__EXCERPTED TEXT__.
I, the patient, am also my own doctor and own secretary – because no one else will ever be as invested as I am in what’s best for me. I don’t get any kick out of the constant need to chase up referrals or appointments. I feel embarrassed about handing over literature that shows a conflict between my connective tissue disorder and a doctor’s suggested treatment/medication, but I need to do this because my word alone will rarely suffice and it’s me that has to deal with the physical and emotional effects of detrimental treatment plans. Who knew a steroid nasal spray would wreck the inside of my nose? Me. But my doctor didn’t listen. I’m the one that had to live with the result.
I hate it.
I swear, there is a Ren shaped crack in the entire NHS system – which don’t get me wrong, is an invaluable resource that I am eternally grateful for. Damn, I worked for the NHS as a dental nurse. Almost every single referral of mine gets lost and recalls/follow ups are never sent. I’ve spent today chasing up gynaecology and ENT follow up appointments that I’ve still not received. On Monday, I had to call Rheumatology to ask them to refer me down to London because doctors in Aberdeen are making a right dog’s dinner of my treatment. I asked rheumatology what had happened to my pain clinic physiotherapist referral. No one knew. So I called the pain clinic. My urgent referral from SEPTEMBER had seemingly been eaten by the referral munching monster.
Now I have a pain physiotherapy appointment – that I should have been sent for a year ago but the pain clinic professor I saw, frankly, wasn’t all that enamoured at the prospect of helping me. It isn’t until the 8th of March, but that’s okay. I saw my GP today and she’s going to write to the pain clinic and ask them for a doctor to also see me on that day with a view to trying something, anything that will allow me a short term crack at physio. It’s the only way I am going to get better. I have suggested either Sativex (cannabis) spray or Ketamine infusions. If they say no, then I expect them to come up with another suggestion. I can’t believe that he told me to “hope my pain improves”. You wouldn’t tell someone with HIV to “hope” they get better or someone with MS to hope they miraculously get better. What a ballsack.

__ACTIVITY__.
Reproduce the passage on chasing NHS referrals word for word, covering the stretch from "I swear, there" through "referral munching monster.".

Saved entries
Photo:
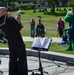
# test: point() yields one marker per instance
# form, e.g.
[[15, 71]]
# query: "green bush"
[[25, 6]]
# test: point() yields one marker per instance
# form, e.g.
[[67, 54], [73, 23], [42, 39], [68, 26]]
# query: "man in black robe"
[[17, 58]]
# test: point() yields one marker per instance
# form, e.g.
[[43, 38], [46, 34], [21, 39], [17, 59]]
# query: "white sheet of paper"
[[41, 42]]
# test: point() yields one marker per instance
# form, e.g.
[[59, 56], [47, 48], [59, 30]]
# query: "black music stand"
[[40, 44]]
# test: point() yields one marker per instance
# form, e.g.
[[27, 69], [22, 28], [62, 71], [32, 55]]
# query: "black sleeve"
[[15, 23]]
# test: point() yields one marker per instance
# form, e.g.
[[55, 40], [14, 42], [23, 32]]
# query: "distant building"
[[26, 1]]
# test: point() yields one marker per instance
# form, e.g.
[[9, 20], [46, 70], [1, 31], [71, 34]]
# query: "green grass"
[[50, 22], [55, 47]]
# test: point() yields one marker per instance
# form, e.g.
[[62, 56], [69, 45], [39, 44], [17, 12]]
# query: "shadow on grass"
[[55, 13]]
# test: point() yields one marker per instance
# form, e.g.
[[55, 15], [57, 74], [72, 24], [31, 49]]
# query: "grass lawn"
[[50, 22]]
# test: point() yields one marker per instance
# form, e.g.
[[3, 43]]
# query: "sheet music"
[[41, 42]]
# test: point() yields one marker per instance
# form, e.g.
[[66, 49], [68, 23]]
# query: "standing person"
[[60, 26], [32, 27], [18, 17], [40, 29], [17, 52]]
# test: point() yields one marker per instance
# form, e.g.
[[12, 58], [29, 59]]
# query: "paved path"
[[54, 39], [52, 66]]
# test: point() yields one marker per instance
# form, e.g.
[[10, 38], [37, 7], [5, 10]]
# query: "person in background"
[[40, 29], [17, 51], [64, 39], [18, 17], [32, 27], [60, 26], [2, 37]]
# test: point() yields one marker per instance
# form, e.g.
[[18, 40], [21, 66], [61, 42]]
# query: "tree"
[[71, 3]]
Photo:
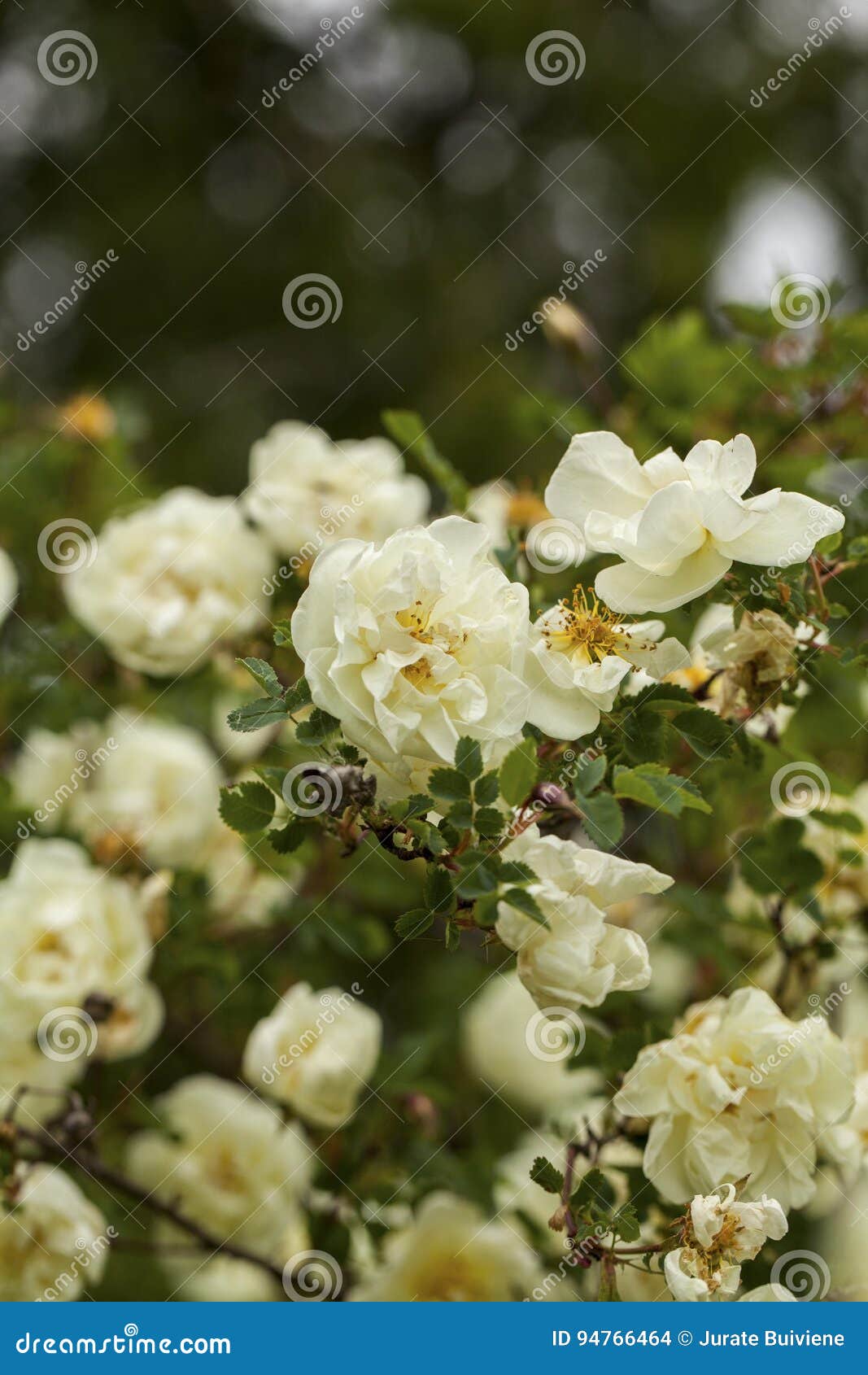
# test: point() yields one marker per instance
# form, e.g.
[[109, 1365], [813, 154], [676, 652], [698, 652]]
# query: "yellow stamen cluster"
[[585, 625]]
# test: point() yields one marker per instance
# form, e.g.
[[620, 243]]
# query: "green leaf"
[[413, 924], [409, 430], [285, 839], [545, 1175], [468, 758], [438, 888], [626, 1224], [316, 729], [593, 1189], [451, 936], [450, 785], [603, 818], [655, 787], [264, 675], [526, 904], [246, 806], [774, 862], [489, 823], [519, 773], [704, 733], [253, 715], [298, 696]]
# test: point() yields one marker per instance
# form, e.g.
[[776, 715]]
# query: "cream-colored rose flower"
[[172, 581], [54, 1242], [678, 526], [307, 491], [145, 783], [229, 1163], [414, 644], [77, 938], [316, 1052], [578, 958], [739, 1091], [578, 659], [8, 585], [718, 1238], [494, 1034], [450, 1253]]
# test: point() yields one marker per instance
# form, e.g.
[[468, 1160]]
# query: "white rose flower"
[[157, 791], [172, 581], [230, 1163], [53, 1242], [72, 932], [578, 659], [578, 958], [718, 1238], [316, 1052], [451, 1255], [8, 585], [307, 491], [416, 643], [739, 1091], [678, 526], [495, 1046]]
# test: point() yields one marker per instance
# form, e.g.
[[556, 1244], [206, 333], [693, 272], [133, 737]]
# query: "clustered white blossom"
[[739, 1091], [578, 958], [678, 524], [721, 1235]]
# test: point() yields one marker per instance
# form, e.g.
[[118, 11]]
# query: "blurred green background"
[[421, 168]]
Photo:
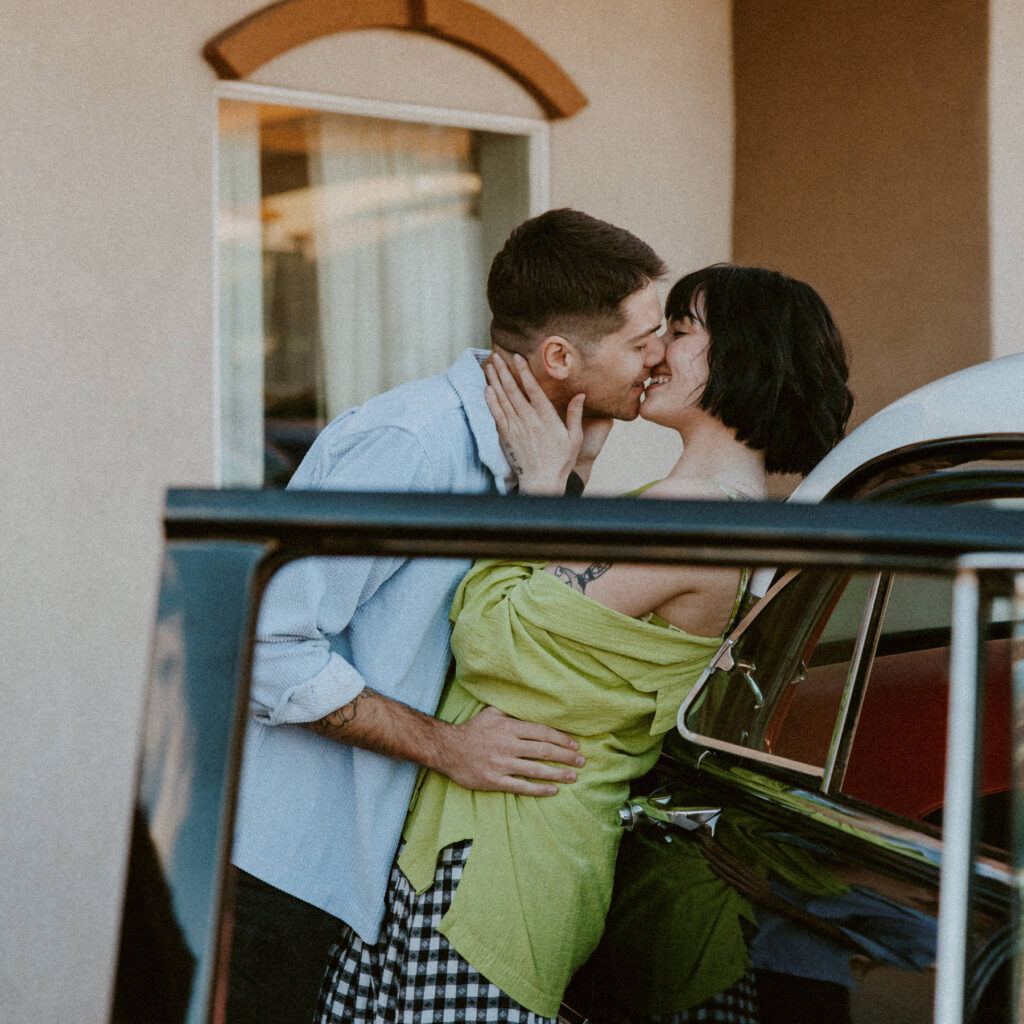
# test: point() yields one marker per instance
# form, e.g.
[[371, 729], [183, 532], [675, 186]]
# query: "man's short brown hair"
[[568, 273]]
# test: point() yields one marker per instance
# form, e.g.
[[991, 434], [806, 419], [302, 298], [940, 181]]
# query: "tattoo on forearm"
[[579, 581], [338, 719]]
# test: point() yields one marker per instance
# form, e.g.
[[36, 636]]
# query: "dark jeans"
[[279, 954]]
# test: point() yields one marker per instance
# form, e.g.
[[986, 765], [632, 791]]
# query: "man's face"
[[612, 372]]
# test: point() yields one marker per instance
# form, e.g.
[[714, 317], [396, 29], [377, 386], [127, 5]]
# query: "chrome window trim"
[[953, 947], [856, 682], [725, 651]]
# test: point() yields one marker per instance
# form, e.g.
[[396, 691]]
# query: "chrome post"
[[1017, 813], [957, 830]]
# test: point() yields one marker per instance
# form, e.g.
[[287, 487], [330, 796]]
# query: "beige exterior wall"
[[862, 167], [107, 291], [1007, 174]]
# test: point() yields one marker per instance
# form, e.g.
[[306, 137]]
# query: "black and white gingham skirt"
[[412, 975], [737, 1005]]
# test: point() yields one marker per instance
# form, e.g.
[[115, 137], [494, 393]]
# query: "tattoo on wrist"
[[513, 462], [340, 717], [579, 581]]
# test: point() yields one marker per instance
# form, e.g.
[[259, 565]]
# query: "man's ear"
[[557, 356]]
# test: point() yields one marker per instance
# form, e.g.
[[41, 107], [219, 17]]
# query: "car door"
[[819, 735]]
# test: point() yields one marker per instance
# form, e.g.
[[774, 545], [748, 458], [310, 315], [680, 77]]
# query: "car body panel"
[[980, 400]]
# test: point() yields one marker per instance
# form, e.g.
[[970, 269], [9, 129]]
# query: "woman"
[[496, 899]]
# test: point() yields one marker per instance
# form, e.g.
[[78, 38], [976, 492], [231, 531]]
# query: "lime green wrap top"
[[536, 889]]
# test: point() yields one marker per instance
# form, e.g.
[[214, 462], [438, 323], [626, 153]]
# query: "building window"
[[353, 246]]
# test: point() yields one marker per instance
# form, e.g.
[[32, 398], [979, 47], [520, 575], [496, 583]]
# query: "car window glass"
[[782, 690], [897, 757]]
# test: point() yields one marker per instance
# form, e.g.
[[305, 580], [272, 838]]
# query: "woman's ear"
[[557, 356]]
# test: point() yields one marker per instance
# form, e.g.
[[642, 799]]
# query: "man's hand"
[[541, 448], [493, 751]]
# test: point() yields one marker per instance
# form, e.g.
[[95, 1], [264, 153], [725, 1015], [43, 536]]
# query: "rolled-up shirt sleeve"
[[301, 666]]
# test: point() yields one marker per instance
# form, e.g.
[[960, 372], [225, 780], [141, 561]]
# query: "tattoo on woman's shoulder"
[[579, 581], [338, 719]]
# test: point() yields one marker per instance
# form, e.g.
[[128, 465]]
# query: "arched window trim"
[[250, 43]]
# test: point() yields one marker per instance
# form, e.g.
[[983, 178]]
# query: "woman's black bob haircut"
[[777, 364]]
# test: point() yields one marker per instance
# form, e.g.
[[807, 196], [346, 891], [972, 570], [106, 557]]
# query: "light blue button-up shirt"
[[317, 818]]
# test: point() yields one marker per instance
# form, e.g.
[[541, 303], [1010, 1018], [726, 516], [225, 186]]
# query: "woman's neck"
[[713, 454]]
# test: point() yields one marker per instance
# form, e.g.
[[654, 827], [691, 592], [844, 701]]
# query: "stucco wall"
[[862, 167], [1007, 174], [107, 291]]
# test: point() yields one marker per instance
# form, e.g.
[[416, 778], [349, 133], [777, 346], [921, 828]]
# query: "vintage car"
[[820, 725], [804, 788]]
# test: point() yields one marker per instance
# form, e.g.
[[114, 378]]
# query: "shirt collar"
[[466, 376]]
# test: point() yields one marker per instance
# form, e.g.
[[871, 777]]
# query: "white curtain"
[[240, 297], [398, 250]]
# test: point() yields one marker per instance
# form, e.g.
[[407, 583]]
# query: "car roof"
[[986, 398]]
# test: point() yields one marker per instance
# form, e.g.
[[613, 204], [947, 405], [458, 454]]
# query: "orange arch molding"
[[273, 30]]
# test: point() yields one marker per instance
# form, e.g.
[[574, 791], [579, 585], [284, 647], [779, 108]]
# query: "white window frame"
[[536, 130]]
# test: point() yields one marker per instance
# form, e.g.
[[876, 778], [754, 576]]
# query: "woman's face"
[[678, 381]]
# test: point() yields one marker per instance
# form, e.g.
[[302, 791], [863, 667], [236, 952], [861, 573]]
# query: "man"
[[352, 653]]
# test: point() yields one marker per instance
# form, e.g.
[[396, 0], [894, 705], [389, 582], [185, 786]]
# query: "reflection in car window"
[[897, 758], [801, 641]]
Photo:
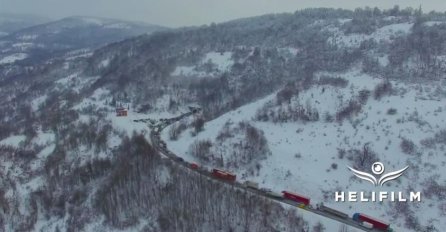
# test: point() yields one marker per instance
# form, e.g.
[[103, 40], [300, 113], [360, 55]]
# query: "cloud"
[[192, 12]]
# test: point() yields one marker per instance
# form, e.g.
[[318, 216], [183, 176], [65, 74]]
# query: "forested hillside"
[[68, 163]]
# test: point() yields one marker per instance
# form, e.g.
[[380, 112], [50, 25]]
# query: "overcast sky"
[[176, 13]]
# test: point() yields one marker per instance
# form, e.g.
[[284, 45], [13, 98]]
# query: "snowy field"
[[304, 154]]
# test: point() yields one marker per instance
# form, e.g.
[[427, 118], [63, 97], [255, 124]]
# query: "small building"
[[121, 112]]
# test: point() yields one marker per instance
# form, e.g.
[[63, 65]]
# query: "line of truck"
[[359, 220]]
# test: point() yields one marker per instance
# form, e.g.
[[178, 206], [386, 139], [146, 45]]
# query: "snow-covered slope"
[[306, 155]]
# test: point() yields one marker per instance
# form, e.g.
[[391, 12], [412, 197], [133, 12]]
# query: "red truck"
[[377, 224], [194, 166], [296, 197], [223, 174]]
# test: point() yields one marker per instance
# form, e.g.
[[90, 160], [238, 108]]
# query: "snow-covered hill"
[[69, 34], [291, 99], [311, 158]]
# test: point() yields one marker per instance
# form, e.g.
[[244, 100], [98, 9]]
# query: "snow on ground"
[[75, 82], [433, 23], [13, 141], [104, 63], [187, 71], [303, 153], [91, 20], [118, 26], [221, 60], [314, 219], [38, 101], [12, 58], [28, 37], [385, 33]]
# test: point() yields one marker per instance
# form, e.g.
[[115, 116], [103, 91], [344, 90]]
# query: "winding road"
[[161, 147]]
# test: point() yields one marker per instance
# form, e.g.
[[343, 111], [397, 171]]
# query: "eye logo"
[[378, 169]]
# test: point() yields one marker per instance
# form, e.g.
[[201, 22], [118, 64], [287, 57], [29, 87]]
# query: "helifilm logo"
[[374, 196]]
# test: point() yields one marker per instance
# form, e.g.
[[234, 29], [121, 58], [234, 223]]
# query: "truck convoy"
[[303, 201], [224, 175], [296, 197], [377, 224]]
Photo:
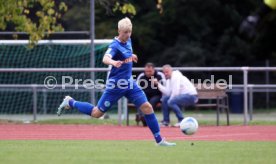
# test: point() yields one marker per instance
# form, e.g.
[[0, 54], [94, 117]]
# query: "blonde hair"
[[167, 66], [125, 24]]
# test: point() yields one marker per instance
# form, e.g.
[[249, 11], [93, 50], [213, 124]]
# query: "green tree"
[[32, 16]]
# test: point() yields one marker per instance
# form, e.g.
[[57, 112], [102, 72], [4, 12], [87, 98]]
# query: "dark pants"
[[153, 101], [176, 104]]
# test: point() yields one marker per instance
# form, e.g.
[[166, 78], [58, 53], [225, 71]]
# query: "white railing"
[[244, 70]]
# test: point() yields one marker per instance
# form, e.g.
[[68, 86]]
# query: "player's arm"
[[108, 61], [134, 58]]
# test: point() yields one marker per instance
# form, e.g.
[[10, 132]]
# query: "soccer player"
[[120, 83]]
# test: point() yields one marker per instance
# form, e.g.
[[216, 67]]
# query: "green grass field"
[[136, 152]]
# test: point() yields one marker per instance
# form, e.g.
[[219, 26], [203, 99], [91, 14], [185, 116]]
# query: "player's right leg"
[[138, 97], [83, 107]]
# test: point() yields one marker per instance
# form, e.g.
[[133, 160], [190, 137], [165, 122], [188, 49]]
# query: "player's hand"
[[117, 64], [155, 81], [134, 58]]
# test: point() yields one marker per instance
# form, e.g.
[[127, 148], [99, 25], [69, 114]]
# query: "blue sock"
[[154, 126], [83, 107]]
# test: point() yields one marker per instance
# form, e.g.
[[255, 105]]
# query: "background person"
[[178, 92], [146, 81]]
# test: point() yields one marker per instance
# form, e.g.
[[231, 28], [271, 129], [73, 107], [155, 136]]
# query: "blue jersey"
[[114, 90], [123, 52]]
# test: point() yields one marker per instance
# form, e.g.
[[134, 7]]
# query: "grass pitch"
[[196, 152]]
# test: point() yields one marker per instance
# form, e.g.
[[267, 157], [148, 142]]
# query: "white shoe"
[[64, 105], [177, 124], [166, 143]]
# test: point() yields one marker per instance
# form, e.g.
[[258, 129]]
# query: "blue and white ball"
[[189, 125]]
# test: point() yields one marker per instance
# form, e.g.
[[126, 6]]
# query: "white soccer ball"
[[189, 125]]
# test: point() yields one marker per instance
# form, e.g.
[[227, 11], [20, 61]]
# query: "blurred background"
[[183, 33]]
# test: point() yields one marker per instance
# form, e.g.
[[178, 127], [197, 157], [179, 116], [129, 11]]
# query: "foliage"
[[34, 17]]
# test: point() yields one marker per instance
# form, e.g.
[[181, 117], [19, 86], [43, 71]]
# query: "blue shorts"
[[111, 96]]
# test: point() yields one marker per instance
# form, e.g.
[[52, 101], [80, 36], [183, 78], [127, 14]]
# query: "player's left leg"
[[179, 101], [138, 97], [83, 107]]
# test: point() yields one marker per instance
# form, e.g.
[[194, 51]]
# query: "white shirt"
[[176, 85]]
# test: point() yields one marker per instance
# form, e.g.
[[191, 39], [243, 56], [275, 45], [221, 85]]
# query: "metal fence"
[[245, 87]]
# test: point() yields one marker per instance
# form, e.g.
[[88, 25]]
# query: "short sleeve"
[[111, 52]]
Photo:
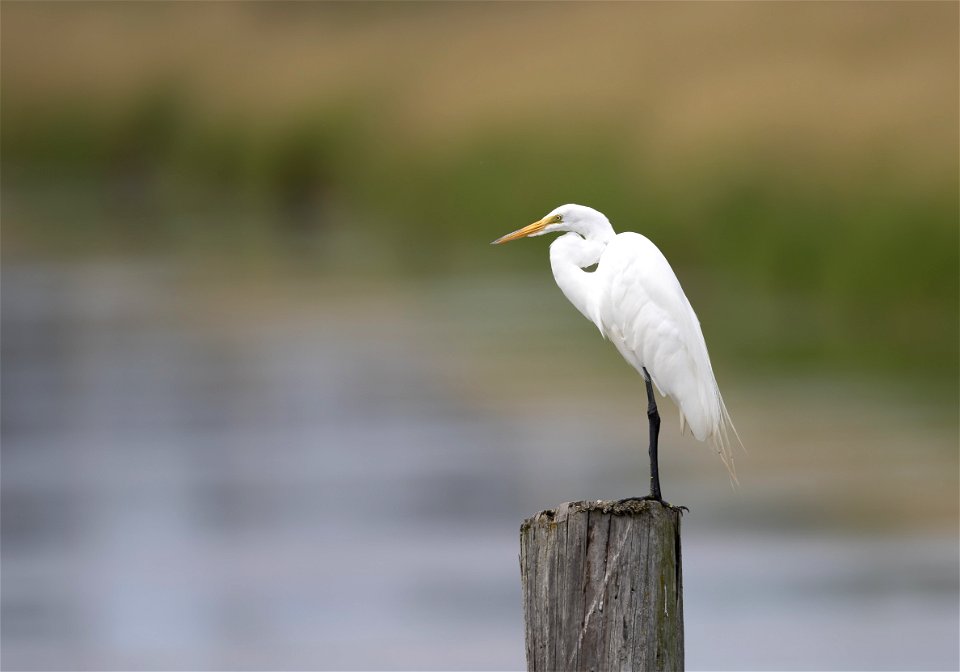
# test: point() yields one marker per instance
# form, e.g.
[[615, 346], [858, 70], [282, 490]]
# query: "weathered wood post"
[[602, 587]]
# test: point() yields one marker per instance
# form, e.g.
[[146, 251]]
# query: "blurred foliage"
[[833, 257]]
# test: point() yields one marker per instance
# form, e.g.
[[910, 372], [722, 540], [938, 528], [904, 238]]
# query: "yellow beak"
[[525, 231]]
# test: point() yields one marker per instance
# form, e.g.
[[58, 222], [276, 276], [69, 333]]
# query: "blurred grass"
[[797, 163]]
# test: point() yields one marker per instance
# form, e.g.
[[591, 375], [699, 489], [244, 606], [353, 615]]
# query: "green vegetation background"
[[797, 163]]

__RESPONSE__.
I swear, there is a Ren shaped crack in the entire NHS system – which don’t get me wrong, is an invaluable resource that I am eternally grateful for. Damn, I worked for the NHS as a dental nurse. Almost every single referral of mine gets lost and recalls/follow ups are never sent. I’ve spent today chasing up gynaecology and ENT follow up appointments that I’ve still not received. On Monday, I had to call Rheumatology to ask them to refer me down to London because doctors in Aberdeen are making a right dog’s dinner of my treatment. I asked rheumatology what had happened to my pain clinic physiotherapist referral. No one knew. So I called the pain clinic. My urgent referral from SEPTEMBER had seemingly been eaten by the referral munching monster.